→ **Work instructions**
a: For the forum thread on the warranty repair, decide whether each statement agrees with the text: (i) one poster states that GM pays for loaner cars; (ii) Reno12469 advises fixing the problem oneself; (iii) Danny5 believed the emissions warranty ran 3 years and 36,000 miles. For each, answer yes or no and quote the deciding words of the text.
b: In the records, rewrite the stretch from the line containing "Give the mask" through the line containing "Apply the even-odd", changing "instance" to "object" and leaving everything else as it is.

Sent from my Nexus 4 using Tapatalk


----------



## Reno12469 (Sep 25, 2015)

I would honestly not touch it for fixing under the 3/36. ALWAYS BRING IT IN. Drive to the dealership and talk to someone. If service won't talk to you then talk to the salesperson who sold it to you. If nothing still works, GM has a customer service line in the manual to call. But whatever you do, don't fix it yourself.


----------



## DITurbo (Oct 1, 2015)

Well I didn't think that would void the warranty. I figured paying for a scan gets me no closer to having it fixed. The comment was not very nice and I don't appreciate being talk to in the third person.


----------



## peobey (Aug 9, 2015)

Sorry, I didn't mean to offend you. The thing is you had a problem, asked for leads, and then you seem like you still want to do it your way. Many experienced people here told you to go the dealership. There's a reason for this. If your car is still covered under the emissions warranty, it will be covered. Call CS and have it towed to your dealer. Even that should be covered.

Sent from my Nexus 4 using Tapatalk


----------



## oilburner (Jun 13, 2013)

Robby said:


> Drive to the dealer and quit waiting for a callback……they have enouph on their plate and callbacks aren't a high priority in this crazy business.
> 
> Sorry, but thats the way it is.
> 
> Rob


agree


----------



## oilburner (Jun 13, 2013)

if your under 3 year 36 thousand you will pay nothing.


----------



## diesel (Jun 8, 2013)

Man, your dealer really sucks. I don't understand why they aren't calling you back. A warranty repair is money. Do you get the actual service department on the phone? I would say "I have a Chevy Cruze with a check engine light and would like to schedule warranty service, as I am under 3 years and 36K miles. When can I bring the car in? Oh, and I will need a loaner car too please," GM does pay for loaner cars. A good dealership will be all over that and bending over backwards to assist.


----------



## boraz (Aug 29, 2013)

diesel said:


> A warranty repair is money.


barely


----------



## Danny5 (Dec 22, 2011)

I had this issue. My entire tank was replaced.

Meh, thats all I got. Although I thought the emissions warranty was 5 years, 100k miles. Guess I need to look this up.


----------



## Chevy Customer Care (Oct 29, 2011)

DITurbo said:


> It's out of my way, I have no idea if they have a loaner because they have someone who doesn't know anything running interference and sending emails to the service department. How long does it take to call someone. Hi this is so and so I'm returning a call. Yes I have a blah blah chevy with a check engine light with so so miles. I would like to know if I get charged a scan and if you have a loaner? BLAH BLAH yes or no. When can I bring it in, or thank you I will do something else. Thank you, bye bye. I am not going to put more miles on the car and have it shut down the speed simply driving back and forth to a dealer who won't pick up a phone and call me. I need to go do some work, sorry for the rant, you are just being helpful and I appreciate it, obviously I'm losing it and it's not worth it. I'm going to look for something else. I'll tell you what, whatever the fix is for the DEF, I'll not forget to post it here in as much detail as possible because you people have been so nice.

→ **The input**

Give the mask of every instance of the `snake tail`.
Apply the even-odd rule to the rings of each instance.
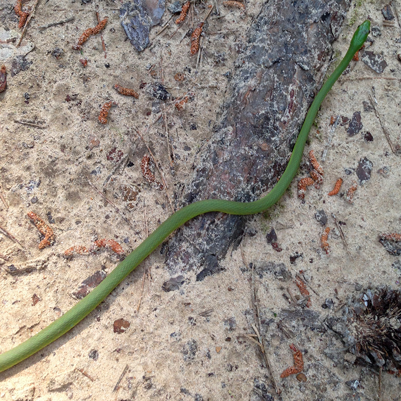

...

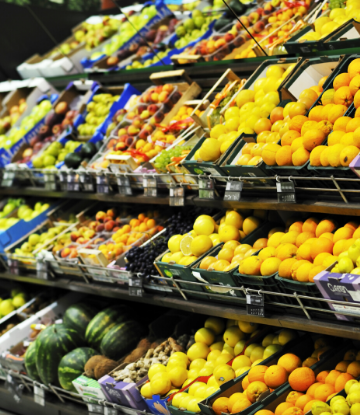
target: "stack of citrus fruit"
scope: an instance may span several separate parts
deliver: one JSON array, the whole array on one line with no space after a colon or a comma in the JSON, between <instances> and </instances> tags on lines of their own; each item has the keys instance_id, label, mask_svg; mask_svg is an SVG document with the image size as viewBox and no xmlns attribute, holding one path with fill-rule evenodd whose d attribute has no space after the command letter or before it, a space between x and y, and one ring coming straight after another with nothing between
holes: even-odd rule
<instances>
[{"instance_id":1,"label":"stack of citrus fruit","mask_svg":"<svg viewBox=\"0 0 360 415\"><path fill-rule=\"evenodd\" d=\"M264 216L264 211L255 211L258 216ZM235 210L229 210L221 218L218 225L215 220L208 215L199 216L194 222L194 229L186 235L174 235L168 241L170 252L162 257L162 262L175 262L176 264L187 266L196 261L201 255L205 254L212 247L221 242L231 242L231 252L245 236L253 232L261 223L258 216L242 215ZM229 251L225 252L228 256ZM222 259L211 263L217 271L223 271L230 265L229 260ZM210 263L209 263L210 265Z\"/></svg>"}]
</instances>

--

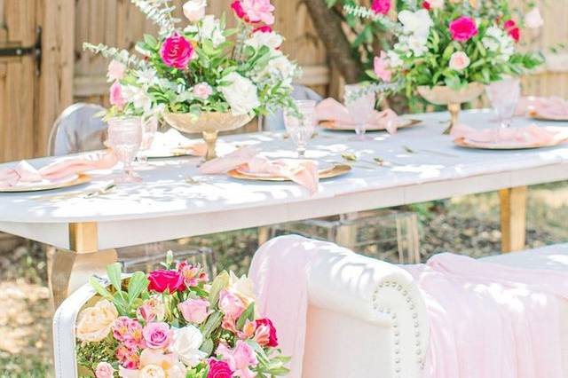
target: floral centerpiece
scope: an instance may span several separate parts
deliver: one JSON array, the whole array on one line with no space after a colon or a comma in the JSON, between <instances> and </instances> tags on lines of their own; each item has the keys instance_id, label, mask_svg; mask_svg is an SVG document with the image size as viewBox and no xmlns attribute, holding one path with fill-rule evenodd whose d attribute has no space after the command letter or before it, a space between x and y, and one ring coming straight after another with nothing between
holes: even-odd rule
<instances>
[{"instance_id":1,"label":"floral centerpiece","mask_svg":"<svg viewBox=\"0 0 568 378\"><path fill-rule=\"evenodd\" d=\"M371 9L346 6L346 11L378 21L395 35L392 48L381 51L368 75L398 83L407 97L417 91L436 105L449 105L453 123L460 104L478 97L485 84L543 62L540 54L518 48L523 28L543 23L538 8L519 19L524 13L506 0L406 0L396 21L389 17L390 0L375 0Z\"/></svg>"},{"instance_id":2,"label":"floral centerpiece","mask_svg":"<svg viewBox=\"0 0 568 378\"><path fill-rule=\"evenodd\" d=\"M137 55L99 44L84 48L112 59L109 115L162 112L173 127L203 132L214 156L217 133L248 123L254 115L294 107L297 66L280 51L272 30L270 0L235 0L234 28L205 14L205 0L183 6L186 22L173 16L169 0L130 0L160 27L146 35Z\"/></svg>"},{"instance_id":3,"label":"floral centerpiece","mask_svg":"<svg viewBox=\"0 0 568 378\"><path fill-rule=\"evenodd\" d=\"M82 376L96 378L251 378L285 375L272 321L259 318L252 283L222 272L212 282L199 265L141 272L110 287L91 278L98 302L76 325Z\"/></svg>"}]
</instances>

→ **Answers by task**
a:
(i) Yes: "GM does pay for loaner cars."
(ii) No: "But whatever you do, don't fix it yourself."
(iii) No: "I thought the emissions warranty was 5 years, 100k miles."

b:
Give the mask of every object of the `snake tail`.
Apply the even-odd rule to the rings of each object.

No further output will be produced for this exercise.